Labeled-object pointing rows
--- BEGIN ---

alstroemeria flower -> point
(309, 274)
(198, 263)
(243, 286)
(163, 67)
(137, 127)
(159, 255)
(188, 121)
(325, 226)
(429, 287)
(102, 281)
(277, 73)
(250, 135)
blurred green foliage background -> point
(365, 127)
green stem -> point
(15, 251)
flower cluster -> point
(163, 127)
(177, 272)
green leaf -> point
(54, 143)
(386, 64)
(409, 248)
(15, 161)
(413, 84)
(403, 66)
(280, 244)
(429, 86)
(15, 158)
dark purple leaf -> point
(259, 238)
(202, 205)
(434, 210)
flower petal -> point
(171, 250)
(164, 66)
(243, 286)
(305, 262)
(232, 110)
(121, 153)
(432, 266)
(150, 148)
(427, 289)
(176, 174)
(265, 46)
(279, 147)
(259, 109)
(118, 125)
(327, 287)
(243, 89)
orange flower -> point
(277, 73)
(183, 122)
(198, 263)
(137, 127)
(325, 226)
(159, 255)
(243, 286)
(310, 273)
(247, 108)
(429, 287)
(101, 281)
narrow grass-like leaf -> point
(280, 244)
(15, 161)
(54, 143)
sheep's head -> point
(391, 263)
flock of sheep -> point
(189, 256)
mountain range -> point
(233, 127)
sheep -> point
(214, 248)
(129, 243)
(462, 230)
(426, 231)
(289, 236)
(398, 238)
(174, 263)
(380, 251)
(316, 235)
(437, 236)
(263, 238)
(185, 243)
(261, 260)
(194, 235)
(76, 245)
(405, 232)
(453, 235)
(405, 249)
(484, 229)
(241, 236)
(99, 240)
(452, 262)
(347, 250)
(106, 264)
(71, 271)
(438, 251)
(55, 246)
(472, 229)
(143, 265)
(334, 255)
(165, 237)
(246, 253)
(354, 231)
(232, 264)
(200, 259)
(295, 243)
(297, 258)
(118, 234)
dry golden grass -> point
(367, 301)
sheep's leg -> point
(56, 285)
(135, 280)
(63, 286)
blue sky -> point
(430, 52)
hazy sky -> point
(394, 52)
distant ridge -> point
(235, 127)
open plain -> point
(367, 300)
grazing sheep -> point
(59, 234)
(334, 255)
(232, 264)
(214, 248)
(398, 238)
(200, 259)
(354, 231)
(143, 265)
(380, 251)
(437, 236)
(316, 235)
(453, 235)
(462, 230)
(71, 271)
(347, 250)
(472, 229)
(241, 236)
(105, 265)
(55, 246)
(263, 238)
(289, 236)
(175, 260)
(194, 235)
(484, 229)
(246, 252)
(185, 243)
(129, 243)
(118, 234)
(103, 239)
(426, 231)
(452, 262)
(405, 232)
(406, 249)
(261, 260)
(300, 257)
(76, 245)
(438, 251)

--- END ---

* [Aim]: Convert the rows above into a two-column CSV with the headers "label" and "points". Give one line per row, put each field in double quotes, and replace any line breaks inside a field with spaces.

* [Result below]:
label,points
"alstroemeria flower -> point","(309, 274) (198, 263) (243, 286) (163, 67) (137, 127) (159, 255) (188, 121) (325, 226) (429, 287) (102, 281) (277, 73) (250, 135)"
"blurred green foliage background -> point","(365, 127)"
"green stem -> point","(15, 251)"
"flower cluster -> point","(163, 127) (177, 272)"
"green leaf -> point","(54, 143) (386, 64) (409, 248) (15, 161) (413, 84) (403, 66) (280, 244) (429, 86) (15, 158)"
"dark purple leaf -> point","(259, 238) (202, 205) (434, 210)"
"flower petal -> point","(171, 250) (164, 66) (243, 286) (305, 262) (232, 110) (121, 153) (432, 266) (150, 148) (427, 289) (176, 174) (265, 46) (279, 147) (259, 109) (118, 125) (327, 287) (243, 89)"
"orange flower -> point","(277, 73) (183, 122) (198, 263) (137, 127) (325, 226) (159, 255) (243, 286) (310, 273) (247, 108) (429, 287) (101, 281)"
"narrow grass-like leaf -> point","(280, 244) (15, 161) (54, 143)"
"sheep's head -> point","(391, 263)"
"flock of sheep -> point","(189, 256)"
"mountain range -> point","(233, 127)"
"sheep -> point","(214, 248) (129, 243) (462, 230) (426, 231) (289, 236) (398, 238) (174, 263) (380, 251) (316, 235) (437, 236) (263, 238) (185, 243) (261, 260) (194, 235) (76, 245) (405, 232) (453, 235) (405, 249) (484, 229) (241, 236) (99, 240) (452, 262) (347, 250) (106, 264) (71, 271) (438, 251) (55, 246) (472, 229) (143, 265) (334, 255) (165, 237) (246, 253) (354, 231) (232, 264) (200, 259) (295, 243) (297, 258) (118, 234)"
"dry golden grass -> point","(367, 301)"
"sheep's leg -> point","(56, 285) (135, 280) (63, 286)"
"blue sky -> point","(430, 52)"
"hazy sky -> point","(394, 52)"
"distant ridge -> point","(235, 127)"
"open plain -> point","(367, 300)"
"grazing sheep -> point","(59, 234) (334, 255) (232, 264) (214, 248) (398, 238) (200, 259) (354, 231) (143, 265) (380, 251) (437, 236) (316, 235) (453, 235) (462, 230) (71, 271) (347, 250) (472, 229) (241, 236) (105, 265) (55, 246) (263, 238) (289, 236) (175, 260) (194, 235) (484, 229) (246, 252) (185, 243) (129, 243) (118, 234) (103, 239) (426, 231) (452, 262) (405, 232) (406, 249) (261, 260) (300, 257) (76, 245) (438, 251)"